- [RECORDS SUPPLIED]
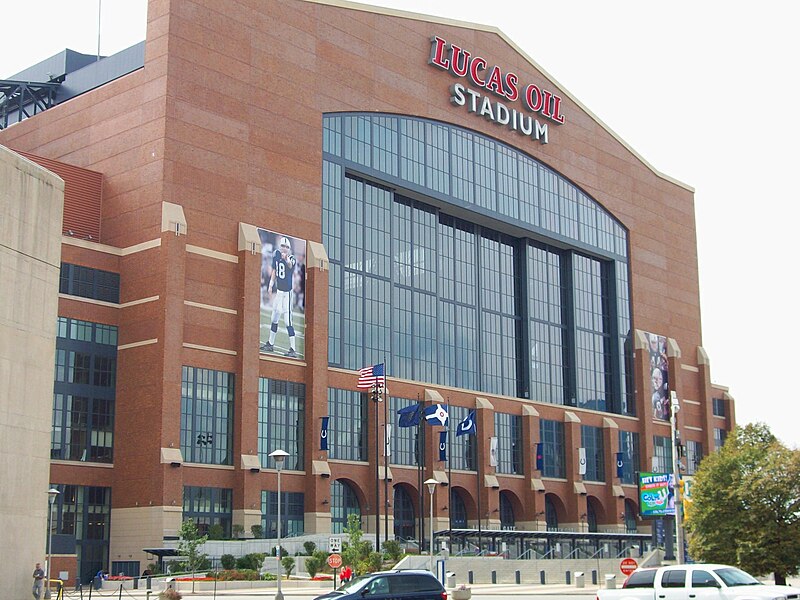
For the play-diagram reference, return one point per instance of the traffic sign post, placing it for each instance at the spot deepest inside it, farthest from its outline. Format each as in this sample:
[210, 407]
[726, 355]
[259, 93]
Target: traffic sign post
[335, 561]
[628, 566]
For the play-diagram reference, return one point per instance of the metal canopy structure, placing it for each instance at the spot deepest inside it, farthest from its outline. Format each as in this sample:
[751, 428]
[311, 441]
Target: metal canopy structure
[22, 99]
[545, 544]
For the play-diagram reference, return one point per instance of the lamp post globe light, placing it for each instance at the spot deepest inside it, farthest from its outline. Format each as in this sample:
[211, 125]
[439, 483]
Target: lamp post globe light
[279, 456]
[431, 483]
[52, 494]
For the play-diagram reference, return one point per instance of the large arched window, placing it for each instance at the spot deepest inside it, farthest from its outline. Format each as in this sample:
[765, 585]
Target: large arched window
[458, 510]
[344, 502]
[403, 515]
[506, 512]
[550, 514]
[467, 263]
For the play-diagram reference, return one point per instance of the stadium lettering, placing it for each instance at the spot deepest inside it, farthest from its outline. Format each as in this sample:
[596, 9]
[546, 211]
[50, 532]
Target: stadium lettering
[498, 112]
[464, 64]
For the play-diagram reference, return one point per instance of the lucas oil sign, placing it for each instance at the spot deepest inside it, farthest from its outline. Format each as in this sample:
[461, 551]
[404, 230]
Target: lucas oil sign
[496, 94]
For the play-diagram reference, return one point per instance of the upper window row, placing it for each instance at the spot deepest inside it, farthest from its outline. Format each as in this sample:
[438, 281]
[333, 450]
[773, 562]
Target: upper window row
[86, 282]
[469, 169]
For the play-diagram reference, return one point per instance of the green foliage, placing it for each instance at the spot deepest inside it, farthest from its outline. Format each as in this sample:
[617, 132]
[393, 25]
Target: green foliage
[745, 507]
[393, 550]
[189, 546]
[252, 561]
[313, 565]
[356, 551]
[238, 575]
[283, 551]
[216, 532]
[154, 569]
[287, 562]
[374, 562]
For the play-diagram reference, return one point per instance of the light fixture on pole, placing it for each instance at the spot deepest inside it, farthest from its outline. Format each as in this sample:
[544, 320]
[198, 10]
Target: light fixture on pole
[279, 456]
[431, 483]
[52, 494]
[676, 474]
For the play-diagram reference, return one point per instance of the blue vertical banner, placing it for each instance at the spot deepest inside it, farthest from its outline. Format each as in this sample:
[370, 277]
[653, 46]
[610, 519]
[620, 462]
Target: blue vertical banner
[620, 464]
[539, 456]
[323, 434]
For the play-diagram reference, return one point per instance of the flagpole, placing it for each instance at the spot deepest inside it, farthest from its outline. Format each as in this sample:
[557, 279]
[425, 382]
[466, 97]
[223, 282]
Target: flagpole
[450, 481]
[385, 458]
[480, 535]
[375, 397]
[421, 461]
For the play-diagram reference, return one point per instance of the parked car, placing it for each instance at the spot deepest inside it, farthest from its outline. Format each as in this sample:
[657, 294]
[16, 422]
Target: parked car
[696, 582]
[397, 585]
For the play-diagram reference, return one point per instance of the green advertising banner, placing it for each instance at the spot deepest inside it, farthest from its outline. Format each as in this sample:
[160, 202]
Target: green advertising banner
[656, 494]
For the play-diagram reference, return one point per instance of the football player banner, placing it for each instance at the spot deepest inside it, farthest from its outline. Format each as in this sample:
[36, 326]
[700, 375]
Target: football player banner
[659, 375]
[283, 288]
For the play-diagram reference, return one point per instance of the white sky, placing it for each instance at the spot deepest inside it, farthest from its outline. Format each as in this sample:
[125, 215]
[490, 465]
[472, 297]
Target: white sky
[707, 92]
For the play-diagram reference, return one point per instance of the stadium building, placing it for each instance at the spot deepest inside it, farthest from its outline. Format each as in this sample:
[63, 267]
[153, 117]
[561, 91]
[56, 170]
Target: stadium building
[261, 201]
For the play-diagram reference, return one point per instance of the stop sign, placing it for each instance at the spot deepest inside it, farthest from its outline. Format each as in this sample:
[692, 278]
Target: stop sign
[628, 566]
[335, 561]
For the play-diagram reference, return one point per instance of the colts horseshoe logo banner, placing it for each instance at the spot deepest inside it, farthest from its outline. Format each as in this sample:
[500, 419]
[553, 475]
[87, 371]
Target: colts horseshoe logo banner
[323, 434]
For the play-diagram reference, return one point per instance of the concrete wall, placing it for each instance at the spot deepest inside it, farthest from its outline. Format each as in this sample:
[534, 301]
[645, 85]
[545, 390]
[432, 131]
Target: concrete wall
[31, 209]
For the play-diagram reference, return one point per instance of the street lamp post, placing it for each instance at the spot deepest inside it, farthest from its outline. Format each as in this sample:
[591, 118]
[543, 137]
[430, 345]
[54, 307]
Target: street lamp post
[676, 473]
[279, 456]
[52, 494]
[431, 483]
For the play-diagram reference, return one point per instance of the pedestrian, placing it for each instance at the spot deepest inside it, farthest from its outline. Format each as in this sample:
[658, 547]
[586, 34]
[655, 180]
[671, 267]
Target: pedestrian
[38, 581]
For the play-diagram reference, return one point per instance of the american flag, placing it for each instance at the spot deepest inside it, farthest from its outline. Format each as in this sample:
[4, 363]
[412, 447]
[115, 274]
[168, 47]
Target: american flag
[369, 376]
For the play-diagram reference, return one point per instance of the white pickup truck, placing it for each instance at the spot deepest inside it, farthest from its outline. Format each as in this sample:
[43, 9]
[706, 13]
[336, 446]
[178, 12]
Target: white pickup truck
[696, 582]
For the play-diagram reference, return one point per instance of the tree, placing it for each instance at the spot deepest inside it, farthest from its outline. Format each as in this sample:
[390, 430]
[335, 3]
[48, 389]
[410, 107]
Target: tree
[287, 562]
[746, 505]
[356, 550]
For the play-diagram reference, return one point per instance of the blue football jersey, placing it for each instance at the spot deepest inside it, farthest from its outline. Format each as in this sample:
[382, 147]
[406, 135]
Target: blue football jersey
[283, 270]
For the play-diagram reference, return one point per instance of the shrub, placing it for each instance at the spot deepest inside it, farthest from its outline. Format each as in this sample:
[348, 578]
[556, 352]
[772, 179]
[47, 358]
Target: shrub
[287, 562]
[393, 550]
[252, 561]
[239, 575]
[283, 552]
[313, 566]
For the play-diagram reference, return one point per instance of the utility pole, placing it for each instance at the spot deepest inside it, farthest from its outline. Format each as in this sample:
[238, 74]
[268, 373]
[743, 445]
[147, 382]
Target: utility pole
[676, 474]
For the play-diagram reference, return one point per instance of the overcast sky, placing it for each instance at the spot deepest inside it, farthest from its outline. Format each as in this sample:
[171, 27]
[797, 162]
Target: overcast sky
[707, 92]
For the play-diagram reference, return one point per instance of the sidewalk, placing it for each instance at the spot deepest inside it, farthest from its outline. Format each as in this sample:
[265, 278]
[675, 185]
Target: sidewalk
[478, 590]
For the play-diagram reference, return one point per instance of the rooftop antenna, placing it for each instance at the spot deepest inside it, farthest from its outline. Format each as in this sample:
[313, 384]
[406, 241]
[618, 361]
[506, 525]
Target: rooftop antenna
[99, 8]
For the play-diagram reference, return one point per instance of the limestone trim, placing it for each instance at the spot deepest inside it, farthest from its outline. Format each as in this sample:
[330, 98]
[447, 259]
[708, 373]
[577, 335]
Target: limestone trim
[209, 349]
[137, 344]
[208, 253]
[229, 311]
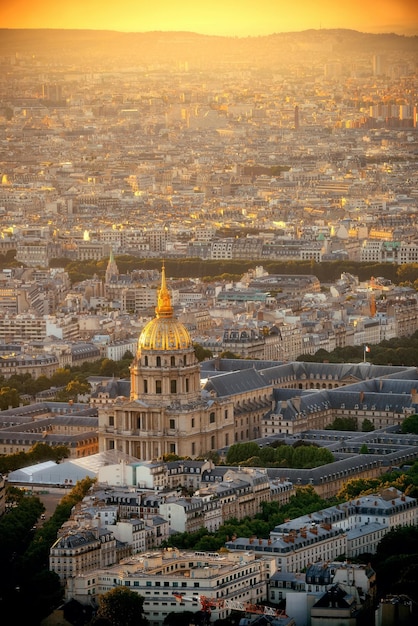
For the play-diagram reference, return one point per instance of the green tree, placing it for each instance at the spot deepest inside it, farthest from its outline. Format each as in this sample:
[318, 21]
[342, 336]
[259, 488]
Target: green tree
[108, 367]
[367, 426]
[8, 398]
[122, 607]
[410, 424]
[201, 352]
[343, 423]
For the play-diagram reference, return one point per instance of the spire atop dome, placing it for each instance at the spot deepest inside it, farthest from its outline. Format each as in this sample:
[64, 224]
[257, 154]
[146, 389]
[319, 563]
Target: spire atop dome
[164, 307]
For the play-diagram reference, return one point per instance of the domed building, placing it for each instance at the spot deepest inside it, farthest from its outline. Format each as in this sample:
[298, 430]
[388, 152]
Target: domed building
[167, 412]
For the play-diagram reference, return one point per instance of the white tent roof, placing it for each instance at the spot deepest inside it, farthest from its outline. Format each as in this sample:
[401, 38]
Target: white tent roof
[68, 472]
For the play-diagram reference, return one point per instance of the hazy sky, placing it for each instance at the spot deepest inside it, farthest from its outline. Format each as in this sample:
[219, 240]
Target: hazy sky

- [REQUIREMENT]
Write only the number of lines in the data where the string "hazy" can be found.

- [FINAL ANSWER]
2